WORK REQUIRED
Upon reaching the line containing "of the crop", output that line and all remaining lines exactly, through the end of the entries, and output nothing before it.

Photo-based referring expression data
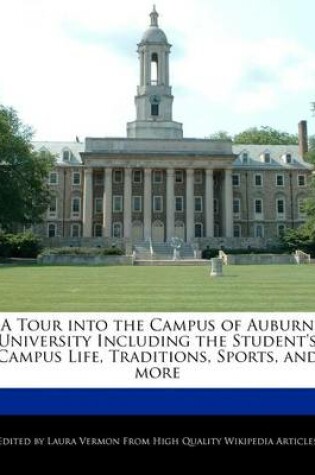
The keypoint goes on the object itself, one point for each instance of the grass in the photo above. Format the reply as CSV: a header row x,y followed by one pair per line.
x,y
93,289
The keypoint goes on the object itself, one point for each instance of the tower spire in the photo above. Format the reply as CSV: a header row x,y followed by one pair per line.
x,y
154,17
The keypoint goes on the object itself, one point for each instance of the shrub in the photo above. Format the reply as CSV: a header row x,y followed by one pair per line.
x,y
85,251
20,245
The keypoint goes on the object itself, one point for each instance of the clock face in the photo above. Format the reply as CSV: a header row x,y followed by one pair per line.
x,y
155,99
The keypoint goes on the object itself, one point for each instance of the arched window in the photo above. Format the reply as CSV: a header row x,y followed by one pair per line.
x,y
198,230
98,230
117,230
75,207
237,230
154,68
75,230
280,230
259,230
66,155
52,230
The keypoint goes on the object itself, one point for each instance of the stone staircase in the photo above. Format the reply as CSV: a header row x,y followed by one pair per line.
x,y
142,251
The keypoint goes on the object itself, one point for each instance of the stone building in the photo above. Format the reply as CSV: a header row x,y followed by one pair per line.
x,y
154,184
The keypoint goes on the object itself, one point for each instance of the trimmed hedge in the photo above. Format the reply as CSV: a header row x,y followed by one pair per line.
x,y
85,251
20,245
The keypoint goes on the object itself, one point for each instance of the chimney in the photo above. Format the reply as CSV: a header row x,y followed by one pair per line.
x,y
303,139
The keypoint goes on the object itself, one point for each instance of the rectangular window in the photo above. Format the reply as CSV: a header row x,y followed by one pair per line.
x,y
301,206
136,176
117,176
258,206
98,179
236,179
53,178
236,206
198,177
179,176
137,204
52,209
237,230
198,204
280,206
75,208
117,230
258,180
179,204
52,230
75,230
259,231
279,180
245,158
301,180
267,157
157,177
98,230
280,230
155,109
158,204
76,178
98,205
117,204
66,155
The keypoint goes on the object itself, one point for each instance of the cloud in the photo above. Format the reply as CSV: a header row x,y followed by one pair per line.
x,y
71,68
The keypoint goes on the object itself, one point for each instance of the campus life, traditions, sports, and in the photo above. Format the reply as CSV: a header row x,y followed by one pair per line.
x,y
154,184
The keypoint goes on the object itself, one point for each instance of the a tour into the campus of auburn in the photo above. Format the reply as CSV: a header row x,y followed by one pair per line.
x,y
155,184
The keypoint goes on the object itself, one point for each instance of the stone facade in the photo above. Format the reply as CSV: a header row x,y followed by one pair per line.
x,y
155,184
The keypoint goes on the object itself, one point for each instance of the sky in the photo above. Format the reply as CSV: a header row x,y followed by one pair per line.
x,y
70,67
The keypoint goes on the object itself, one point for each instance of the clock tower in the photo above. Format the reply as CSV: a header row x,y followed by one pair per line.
x,y
154,98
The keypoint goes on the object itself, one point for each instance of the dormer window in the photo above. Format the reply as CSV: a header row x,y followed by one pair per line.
x,y
43,152
66,155
287,158
245,158
267,157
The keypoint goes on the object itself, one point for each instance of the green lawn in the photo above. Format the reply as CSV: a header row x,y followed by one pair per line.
x,y
243,288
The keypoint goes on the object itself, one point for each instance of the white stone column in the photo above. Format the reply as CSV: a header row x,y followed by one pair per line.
x,y
127,203
170,209
190,206
228,203
141,56
147,68
147,204
209,204
167,72
107,203
87,202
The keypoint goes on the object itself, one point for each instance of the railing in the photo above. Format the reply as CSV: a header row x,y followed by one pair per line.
x,y
301,257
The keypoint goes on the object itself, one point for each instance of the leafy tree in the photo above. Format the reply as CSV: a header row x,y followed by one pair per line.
x,y
304,237
265,136
24,193
220,135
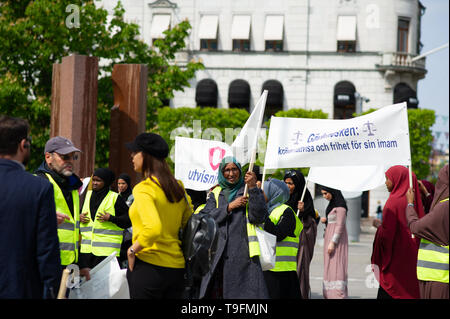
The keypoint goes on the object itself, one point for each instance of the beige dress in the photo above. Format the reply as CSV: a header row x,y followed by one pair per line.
x,y
336,264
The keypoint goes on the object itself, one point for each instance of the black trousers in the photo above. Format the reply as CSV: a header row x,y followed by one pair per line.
x,y
382,294
282,284
148,281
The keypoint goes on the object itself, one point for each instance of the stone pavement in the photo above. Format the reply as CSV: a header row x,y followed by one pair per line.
x,y
361,283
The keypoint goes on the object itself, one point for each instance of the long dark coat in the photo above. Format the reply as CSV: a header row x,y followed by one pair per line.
x,y
242,275
30,265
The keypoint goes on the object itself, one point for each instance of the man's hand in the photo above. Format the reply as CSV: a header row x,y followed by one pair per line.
x,y
60,217
410,196
238,202
250,179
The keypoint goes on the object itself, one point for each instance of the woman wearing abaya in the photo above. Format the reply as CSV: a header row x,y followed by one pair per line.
x,y
96,208
335,255
282,280
394,248
233,273
433,229
296,183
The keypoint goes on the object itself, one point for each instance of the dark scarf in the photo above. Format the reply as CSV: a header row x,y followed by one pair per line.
x,y
299,182
337,200
230,190
97,196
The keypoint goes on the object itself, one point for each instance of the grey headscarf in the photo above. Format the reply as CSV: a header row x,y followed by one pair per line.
x,y
277,193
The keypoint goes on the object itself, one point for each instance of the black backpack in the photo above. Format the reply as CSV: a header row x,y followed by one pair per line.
x,y
199,244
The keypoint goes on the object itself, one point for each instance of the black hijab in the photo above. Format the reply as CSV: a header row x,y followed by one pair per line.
x,y
337,199
97,197
299,182
127,180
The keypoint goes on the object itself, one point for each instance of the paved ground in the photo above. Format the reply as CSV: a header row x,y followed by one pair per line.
x,y
361,284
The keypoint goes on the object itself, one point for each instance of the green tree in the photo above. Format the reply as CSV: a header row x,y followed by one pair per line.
x,y
420,122
36,34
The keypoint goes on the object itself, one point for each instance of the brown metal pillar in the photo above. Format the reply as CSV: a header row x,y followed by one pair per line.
x,y
74,107
127,115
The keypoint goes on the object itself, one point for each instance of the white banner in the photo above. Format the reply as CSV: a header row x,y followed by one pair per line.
x,y
197,161
349,178
378,138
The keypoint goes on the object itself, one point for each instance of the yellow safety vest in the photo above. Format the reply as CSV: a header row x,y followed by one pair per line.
x,y
286,250
253,245
101,238
199,208
69,230
433,261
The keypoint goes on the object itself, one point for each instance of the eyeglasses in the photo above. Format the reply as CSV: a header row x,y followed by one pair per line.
x,y
291,173
229,170
67,157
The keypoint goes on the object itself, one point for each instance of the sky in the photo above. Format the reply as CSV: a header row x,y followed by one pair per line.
x,y
432,91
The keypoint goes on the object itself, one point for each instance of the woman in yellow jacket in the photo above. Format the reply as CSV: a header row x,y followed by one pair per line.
x,y
160,209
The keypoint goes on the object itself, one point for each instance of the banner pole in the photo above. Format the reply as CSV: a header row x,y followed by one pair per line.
x,y
255,142
263,179
303,193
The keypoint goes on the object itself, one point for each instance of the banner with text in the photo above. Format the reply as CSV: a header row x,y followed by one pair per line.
x,y
197,161
380,137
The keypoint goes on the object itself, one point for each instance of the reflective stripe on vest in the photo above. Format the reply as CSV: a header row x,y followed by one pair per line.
x,y
101,238
286,251
69,230
253,245
433,261
199,208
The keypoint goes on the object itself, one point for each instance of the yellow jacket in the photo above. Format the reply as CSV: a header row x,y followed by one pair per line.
x,y
156,223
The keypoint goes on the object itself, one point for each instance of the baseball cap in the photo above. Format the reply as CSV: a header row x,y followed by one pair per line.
x,y
60,145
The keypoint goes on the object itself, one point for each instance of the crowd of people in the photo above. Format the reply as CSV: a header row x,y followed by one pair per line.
x,y
64,220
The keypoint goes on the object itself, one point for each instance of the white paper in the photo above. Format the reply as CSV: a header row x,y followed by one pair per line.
x,y
107,281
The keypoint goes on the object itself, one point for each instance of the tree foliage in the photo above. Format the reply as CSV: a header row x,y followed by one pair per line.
x,y
420,122
35,34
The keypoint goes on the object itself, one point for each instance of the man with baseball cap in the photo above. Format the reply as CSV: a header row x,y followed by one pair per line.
x,y
60,155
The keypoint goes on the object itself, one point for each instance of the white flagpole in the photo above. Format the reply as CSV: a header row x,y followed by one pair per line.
x,y
263,179
255,142
303,193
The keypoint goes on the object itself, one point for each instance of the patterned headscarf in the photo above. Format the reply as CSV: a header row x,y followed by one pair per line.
x,y
230,190
277,193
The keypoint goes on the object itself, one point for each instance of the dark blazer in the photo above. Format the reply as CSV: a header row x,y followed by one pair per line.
x,y
29,246
242,275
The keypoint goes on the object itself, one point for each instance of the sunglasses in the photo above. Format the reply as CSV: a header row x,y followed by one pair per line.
x,y
291,173
67,157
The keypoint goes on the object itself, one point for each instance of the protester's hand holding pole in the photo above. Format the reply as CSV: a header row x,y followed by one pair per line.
x,y
303,196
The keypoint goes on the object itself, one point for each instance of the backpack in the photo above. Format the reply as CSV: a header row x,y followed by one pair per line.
x,y
199,244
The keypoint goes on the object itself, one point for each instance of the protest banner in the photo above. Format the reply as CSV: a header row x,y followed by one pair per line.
x,y
349,178
197,161
381,137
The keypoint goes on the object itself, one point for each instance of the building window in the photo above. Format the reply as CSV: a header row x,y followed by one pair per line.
x,y
346,46
208,32
208,44
206,93
241,45
274,102
160,23
346,34
274,45
240,32
402,35
344,100
404,93
273,33
239,95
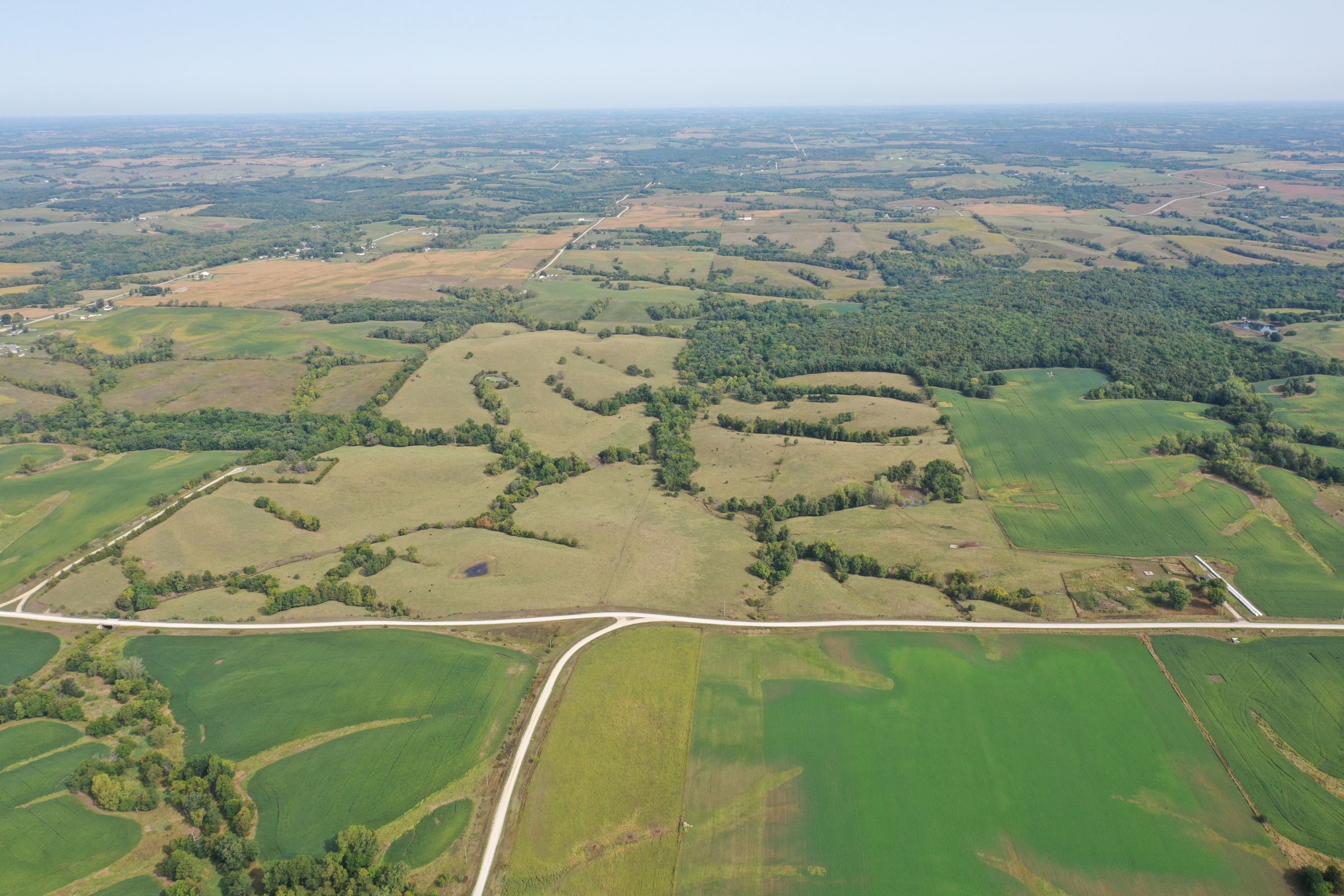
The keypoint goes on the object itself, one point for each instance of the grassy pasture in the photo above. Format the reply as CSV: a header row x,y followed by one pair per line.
x,y
24,652
1296,687
1067,474
1323,410
752,465
440,394
432,834
45,371
347,388
48,515
218,332
445,704
176,388
993,762
14,399
370,492
605,797
48,837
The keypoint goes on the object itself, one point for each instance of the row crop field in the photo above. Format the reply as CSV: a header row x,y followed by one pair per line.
x,y
882,762
48,837
1285,689
46,515
1070,474
339,729
227,332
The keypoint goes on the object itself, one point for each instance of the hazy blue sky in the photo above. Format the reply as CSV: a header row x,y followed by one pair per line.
x,y
113,57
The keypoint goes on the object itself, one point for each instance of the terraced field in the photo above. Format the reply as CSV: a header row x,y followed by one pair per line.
x,y
393,718
1275,708
48,515
48,837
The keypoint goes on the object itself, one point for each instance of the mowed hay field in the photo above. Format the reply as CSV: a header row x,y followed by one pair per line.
x,y
371,491
24,652
429,711
226,332
48,515
176,388
1273,706
301,281
1322,410
440,394
48,837
752,465
1067,474
604,802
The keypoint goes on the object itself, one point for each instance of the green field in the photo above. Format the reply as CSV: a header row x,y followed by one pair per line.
x,y
48,839
432,834
24,652
605,799
1298,688
444,706
142,886
1067,474
1322,410
956,765
49,515
225,332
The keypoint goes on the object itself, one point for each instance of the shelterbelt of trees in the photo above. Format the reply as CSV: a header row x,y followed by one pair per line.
x,y
1151,329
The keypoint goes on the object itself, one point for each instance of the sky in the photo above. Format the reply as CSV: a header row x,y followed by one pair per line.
x,y
140,57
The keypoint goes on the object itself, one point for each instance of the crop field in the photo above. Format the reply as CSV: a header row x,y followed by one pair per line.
x,y
397,716
48,515
15,399
253,282
432,834
752,465
350,386
24,652
570,297
1322,410
176,388
440,394
814,754
604,802
226,332
941,538
48,837
1067,474
1273,707
370,492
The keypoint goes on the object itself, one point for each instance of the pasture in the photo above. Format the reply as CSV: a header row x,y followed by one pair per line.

ANSWER BELOW
The keypoint goes on the object itself, one point for each instance of the crop field in the photo above. Format the reply as CSV: a header row x,y followed by one pair per line.
x,y
397,716
48,515
15,399
253,282
432,834
752,465
350,386
24,652
570,297
1322,410
176,388
440,394
814,754
604,802
226,332
941,538
48,837
1067,474
1273,707
370,492
The keypoint goes on the object itself, one point for each instance of the pasture in the photo above. Format the reply as CSV: a header row x,y followed by one pair per line.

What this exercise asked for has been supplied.